I believe these advocates are mistaken about the politics even if we grant their view of the risks: pauses and moratoria likely sabotage our progress on a narrow path toward beneficial and safe advanced artificial intelligence. And in the likely event of their political failure, they’ll leave behind a much worse environment of AI politics.
It’s worth clarifying as much because clearly, a pause of some kind is something that some policymakers are asking for. Worse, it’s something a government could enact. We find ourselves in an AI paradigm that depends on the most complex value chain in history culminating in huge datacenters—shutting down this supply chain is costly, but not strictly speaking impossible. And so despite all caveats, pause proposals are now on the streets of San Francisco, in the U.S. Senate, and on the minds of many AI policy advocates. That makes them worth engaging with: the ‘pause’ is on its way to becoming the canonical bad idea in AI policy.
Many others have made the all-things-considered point that a pause introduces prohibitive strategic and economic costs. But to an ardent safetyist, these costs are often bearable. They see us on the path to existential catastrophe, and will pay a high price to avoid it. But I believe that, even if you are principally and perhaps exclusively concerned with reducing catastrophic risks, you should oppose the notion of a pause. The idea’s current uptake is not indicative of lasting political traction; its most likely implementations would be a huge safety setback; and it is lastingly making AI politics worse.

# Source data

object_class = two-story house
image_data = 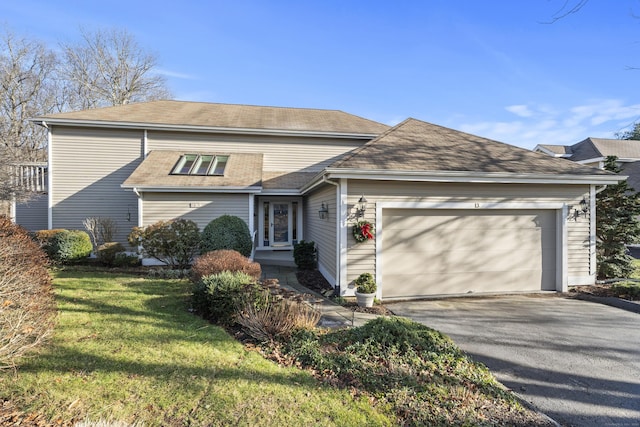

# Written tasks
a - Repeat the section of the essay on AI pause proposals word for word, starting at "I believe these" and ending at "of AI politics.".
b - According to the essay on AI pause proposals, where are such proposals now found?

# Answers by task
a -
I believe these advocates are mistaken about the politics even if we grant their view of the risks: pauses and moratoria likely sabotage our progress on a narrow path toward beneficial and safe advanced artificial intelligence. And in the likely event of their political failure, they’ll leave behind a much worse environment of AI politics.

b - On the streets of San Francisco, in the U.S. Senate, and on the minds of many AI policy advocates.